E segundo: aqui estão algumas fotos que tirei do túmulo de Kardec, no cemitério Père Lachaise em Paris, no último fim de semana. Fiquei muito feliz em ver que era um dos túmulos mais floridos - um perfume delicado (mas bastante perceptível) de rosas envolvia todos aqueles que se aproximavam. Nada menos do que ele merece. (:


 



 "Nascer, morrer, renascer ainda e progredir sem cessar: esta é a lei."






Bem-Aventurados os Aflitos - Capítulo V - "Perda de Pessoas Amadas e Mortes Prematuras"

Ouve-se muito dizer, quando desencarna uma criança ou um jovem, que a dor é mais profunda porque a morte prematura foge da "ordem natural" das coisas. Ao dizer isso, é como se esperássemos que existisse uma regra onde a doença e o desencarne só chegassem após termos vivido tudo o que tínhamos de viver, após termos "aproveitado a vida".

Nos esquecemos, porém, que as regras não são nossas - e que é bastante possível que aquele que desencarna jovem já tenha aproveitado sua vida da melhor forma possível.

Não temos o mesmo passado espiritual, cada espírito é uma unidade indivisível e única - um indivíduo. Por consequência, não precisamos passar todos pelas mesmas experiências em cada encarnação.  Cada um de nós vivera aquilo que necessita para acelerar seu processo de regeneração e evolução. Temos o hábito de acreditar que uma vida só se completa na idade avançada, após o trabalho, o casamento, os filhos... Mas não existe um padrão a ser seguido. Muitas existências, ainda que breves, são extremamente proveitosas e "completas".

(Trechos de dados)
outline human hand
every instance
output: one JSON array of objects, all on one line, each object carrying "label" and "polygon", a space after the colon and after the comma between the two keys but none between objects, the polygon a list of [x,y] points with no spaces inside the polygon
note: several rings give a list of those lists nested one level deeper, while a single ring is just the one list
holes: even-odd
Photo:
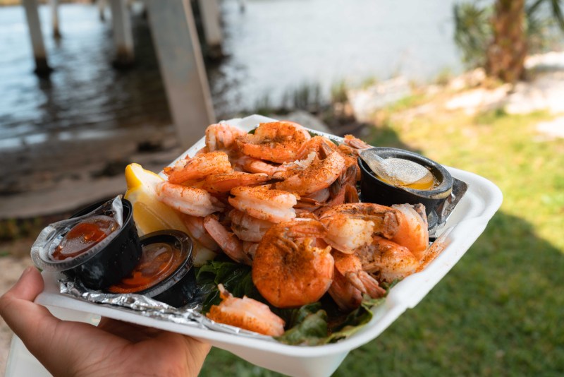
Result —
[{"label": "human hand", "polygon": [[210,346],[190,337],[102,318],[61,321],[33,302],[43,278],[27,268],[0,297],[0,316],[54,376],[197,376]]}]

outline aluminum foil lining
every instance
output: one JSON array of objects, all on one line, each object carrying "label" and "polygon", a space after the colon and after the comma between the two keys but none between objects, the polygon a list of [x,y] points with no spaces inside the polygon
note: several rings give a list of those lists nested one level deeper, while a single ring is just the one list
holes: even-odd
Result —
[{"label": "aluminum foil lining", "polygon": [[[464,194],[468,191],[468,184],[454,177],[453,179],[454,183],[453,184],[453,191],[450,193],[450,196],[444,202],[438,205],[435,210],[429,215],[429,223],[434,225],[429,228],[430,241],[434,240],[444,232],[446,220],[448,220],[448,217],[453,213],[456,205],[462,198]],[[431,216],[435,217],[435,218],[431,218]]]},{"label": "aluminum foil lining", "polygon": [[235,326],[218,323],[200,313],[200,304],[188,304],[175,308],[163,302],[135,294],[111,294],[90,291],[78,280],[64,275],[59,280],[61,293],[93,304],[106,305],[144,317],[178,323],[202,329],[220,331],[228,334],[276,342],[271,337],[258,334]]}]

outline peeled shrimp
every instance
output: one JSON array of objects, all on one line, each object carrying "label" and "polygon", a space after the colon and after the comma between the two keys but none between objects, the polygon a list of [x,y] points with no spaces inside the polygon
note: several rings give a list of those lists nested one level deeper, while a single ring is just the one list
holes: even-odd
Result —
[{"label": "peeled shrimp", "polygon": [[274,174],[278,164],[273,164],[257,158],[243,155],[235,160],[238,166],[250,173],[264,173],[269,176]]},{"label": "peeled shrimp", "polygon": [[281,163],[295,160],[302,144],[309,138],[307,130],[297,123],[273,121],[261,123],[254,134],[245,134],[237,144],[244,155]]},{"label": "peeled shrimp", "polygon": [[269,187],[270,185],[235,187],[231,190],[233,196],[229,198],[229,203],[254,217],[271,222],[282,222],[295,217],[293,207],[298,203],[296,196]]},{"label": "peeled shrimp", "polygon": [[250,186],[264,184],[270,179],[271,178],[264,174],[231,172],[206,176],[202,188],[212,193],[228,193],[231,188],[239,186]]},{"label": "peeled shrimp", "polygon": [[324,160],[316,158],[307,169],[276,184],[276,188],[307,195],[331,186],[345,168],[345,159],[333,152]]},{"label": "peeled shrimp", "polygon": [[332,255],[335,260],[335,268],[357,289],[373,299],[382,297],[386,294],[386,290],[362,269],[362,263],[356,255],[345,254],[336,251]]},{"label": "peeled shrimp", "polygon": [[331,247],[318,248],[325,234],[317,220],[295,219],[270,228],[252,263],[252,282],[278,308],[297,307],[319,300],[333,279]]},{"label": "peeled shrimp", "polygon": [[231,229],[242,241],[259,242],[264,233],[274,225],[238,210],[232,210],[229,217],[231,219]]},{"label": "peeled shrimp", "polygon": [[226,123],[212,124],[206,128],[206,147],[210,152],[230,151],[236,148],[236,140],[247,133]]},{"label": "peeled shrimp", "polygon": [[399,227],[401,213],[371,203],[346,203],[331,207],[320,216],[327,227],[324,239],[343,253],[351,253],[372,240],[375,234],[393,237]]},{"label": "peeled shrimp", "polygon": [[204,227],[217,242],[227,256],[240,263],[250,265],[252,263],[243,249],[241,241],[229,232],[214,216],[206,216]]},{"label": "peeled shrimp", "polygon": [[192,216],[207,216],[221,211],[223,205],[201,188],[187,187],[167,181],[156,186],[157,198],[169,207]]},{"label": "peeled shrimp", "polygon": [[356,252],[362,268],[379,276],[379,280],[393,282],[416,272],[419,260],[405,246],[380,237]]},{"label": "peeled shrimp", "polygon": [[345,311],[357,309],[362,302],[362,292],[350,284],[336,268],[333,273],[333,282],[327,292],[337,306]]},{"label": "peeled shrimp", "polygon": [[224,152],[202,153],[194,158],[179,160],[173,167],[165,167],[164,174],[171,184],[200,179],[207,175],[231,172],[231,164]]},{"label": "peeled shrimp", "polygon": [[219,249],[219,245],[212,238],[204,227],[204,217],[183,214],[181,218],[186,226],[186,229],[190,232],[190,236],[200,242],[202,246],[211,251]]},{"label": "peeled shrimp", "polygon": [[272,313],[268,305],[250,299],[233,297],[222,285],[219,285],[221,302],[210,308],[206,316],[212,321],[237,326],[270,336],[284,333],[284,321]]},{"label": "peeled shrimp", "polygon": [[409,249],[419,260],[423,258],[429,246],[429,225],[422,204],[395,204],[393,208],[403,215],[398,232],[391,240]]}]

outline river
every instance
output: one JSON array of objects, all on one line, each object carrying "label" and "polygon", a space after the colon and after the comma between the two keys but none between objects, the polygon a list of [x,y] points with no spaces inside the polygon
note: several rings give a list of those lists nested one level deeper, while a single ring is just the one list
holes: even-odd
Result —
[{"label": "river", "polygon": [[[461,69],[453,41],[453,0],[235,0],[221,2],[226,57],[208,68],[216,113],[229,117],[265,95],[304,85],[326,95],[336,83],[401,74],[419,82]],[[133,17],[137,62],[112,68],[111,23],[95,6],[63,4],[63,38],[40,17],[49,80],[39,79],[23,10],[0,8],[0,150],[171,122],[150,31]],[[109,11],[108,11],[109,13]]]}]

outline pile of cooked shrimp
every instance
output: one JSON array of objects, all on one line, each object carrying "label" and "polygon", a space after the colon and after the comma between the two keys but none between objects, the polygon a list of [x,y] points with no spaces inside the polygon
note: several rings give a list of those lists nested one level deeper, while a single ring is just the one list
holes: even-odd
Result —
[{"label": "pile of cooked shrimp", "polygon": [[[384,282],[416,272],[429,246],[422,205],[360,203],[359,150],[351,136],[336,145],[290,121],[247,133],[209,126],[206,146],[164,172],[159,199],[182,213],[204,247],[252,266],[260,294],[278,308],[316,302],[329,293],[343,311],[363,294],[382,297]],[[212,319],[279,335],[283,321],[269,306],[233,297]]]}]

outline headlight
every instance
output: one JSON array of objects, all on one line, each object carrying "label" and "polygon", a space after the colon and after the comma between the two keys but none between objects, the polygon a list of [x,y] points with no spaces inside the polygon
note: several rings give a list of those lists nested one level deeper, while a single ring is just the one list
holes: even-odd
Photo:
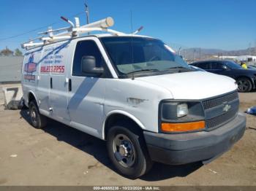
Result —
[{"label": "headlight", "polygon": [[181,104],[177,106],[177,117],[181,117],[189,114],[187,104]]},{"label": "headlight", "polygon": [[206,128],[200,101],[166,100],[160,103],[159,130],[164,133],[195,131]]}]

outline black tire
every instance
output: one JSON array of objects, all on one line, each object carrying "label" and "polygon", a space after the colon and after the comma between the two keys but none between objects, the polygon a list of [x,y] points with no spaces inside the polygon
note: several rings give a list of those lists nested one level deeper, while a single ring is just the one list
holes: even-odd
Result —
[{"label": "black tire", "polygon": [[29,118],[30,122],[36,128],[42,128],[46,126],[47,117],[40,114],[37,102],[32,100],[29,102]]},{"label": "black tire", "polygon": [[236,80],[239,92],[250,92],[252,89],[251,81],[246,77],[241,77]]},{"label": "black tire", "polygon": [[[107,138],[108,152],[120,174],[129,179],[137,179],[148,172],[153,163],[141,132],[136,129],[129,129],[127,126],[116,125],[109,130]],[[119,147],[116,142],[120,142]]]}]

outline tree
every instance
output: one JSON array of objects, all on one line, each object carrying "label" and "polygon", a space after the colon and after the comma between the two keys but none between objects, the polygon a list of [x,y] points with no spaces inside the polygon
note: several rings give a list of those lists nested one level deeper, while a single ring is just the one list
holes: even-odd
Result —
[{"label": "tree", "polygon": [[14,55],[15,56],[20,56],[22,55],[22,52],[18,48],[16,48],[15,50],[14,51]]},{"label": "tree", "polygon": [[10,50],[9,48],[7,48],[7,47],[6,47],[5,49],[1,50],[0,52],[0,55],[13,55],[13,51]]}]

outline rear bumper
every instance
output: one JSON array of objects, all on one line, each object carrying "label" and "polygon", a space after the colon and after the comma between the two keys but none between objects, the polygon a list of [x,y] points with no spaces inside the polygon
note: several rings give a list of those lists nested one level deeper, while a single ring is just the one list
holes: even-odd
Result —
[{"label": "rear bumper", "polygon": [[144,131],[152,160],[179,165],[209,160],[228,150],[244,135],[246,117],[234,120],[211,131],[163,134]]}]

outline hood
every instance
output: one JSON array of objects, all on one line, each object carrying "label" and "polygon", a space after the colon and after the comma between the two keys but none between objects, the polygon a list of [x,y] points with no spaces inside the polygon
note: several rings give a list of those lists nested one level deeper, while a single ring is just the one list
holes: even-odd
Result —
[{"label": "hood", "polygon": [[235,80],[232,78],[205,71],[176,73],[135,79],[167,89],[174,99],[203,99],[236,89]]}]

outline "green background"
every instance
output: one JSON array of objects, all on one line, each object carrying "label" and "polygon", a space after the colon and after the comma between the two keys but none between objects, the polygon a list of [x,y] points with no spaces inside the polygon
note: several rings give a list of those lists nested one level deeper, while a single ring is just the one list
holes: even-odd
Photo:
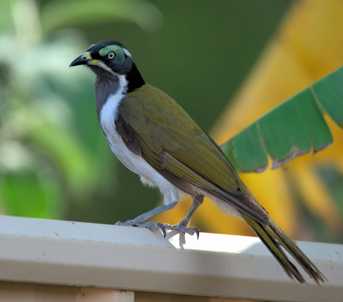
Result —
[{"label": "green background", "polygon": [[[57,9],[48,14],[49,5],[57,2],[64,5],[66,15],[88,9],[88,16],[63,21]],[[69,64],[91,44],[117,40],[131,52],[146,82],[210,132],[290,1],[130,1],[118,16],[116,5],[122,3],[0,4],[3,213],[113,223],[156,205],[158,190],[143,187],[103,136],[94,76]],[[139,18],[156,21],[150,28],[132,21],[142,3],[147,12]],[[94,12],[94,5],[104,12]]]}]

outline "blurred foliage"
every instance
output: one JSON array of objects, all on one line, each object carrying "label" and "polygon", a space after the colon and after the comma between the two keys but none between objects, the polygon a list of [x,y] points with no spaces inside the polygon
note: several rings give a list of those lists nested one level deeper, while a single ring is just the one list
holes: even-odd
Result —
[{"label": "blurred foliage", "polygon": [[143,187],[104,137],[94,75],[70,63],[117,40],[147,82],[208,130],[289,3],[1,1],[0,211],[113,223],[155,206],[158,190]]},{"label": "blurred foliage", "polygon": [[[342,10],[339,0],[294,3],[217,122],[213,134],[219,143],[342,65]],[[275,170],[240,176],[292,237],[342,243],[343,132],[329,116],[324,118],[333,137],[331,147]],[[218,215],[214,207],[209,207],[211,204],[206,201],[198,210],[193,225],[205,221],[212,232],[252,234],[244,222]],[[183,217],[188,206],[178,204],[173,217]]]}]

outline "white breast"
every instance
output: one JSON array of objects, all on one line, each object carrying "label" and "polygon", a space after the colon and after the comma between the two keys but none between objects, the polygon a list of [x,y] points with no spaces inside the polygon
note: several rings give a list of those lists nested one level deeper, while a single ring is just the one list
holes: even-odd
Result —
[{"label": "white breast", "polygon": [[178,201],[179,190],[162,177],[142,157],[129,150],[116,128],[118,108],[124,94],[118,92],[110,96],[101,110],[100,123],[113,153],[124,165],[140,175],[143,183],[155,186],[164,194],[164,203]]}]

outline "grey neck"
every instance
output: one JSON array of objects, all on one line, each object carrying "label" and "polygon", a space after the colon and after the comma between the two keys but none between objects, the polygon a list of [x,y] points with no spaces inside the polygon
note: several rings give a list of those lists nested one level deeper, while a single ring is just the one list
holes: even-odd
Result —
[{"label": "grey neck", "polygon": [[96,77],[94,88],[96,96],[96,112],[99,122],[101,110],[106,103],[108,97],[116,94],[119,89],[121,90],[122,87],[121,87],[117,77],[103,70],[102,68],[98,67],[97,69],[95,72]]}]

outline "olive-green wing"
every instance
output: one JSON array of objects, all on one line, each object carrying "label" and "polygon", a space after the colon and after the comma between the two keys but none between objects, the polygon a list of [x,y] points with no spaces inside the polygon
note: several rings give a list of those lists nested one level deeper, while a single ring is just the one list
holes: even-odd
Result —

» **Enunciado da tarefa**
Reproduza, sem nenhuma alteração, a parte do texto extraído que começa nas palavras "Nos esquecemos, porém, que" e termina depois de "melhor forma possível.".

» **Tarefa concluída**
Nos esquecemos, porém, que as regras não são nossas - e que é bastante possível que aquele que desencarna jovem já tenha aproveitado sua vida da melhor forma possível.